- WHAT YOU SHOULD DO:
Can you update the rows from the line that contains "of the dark" through the end of the rows, changing "dark brown bird" to "small brown bird" and leaving everything else as it is? Give back only those lines.

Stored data

▼

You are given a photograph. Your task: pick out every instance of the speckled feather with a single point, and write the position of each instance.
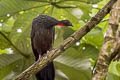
(42, 38)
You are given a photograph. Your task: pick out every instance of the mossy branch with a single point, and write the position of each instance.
(42, 62)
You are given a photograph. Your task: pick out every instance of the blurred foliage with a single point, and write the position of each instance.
(75, 63)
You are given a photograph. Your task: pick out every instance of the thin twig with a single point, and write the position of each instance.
(42, 62)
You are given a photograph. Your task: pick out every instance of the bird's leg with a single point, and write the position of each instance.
(40, 56)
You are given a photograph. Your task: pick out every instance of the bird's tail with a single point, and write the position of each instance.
(47, 73)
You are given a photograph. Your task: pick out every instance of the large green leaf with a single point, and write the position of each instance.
(8, 63)
(15, 6)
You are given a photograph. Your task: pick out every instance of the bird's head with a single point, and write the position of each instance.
(64, 23)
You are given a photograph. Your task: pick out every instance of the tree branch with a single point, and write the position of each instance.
(42, 62)
(111, 46)
(9, 41)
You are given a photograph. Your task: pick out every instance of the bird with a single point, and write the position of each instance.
(42, 40)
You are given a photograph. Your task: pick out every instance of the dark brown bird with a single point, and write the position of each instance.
(42, 39)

▲

- WRITTEN ANSWER:
You are given a photograph. Your task: pick out every instance of the small brown bird with a single point, and write the position of each instance.
(42, 39)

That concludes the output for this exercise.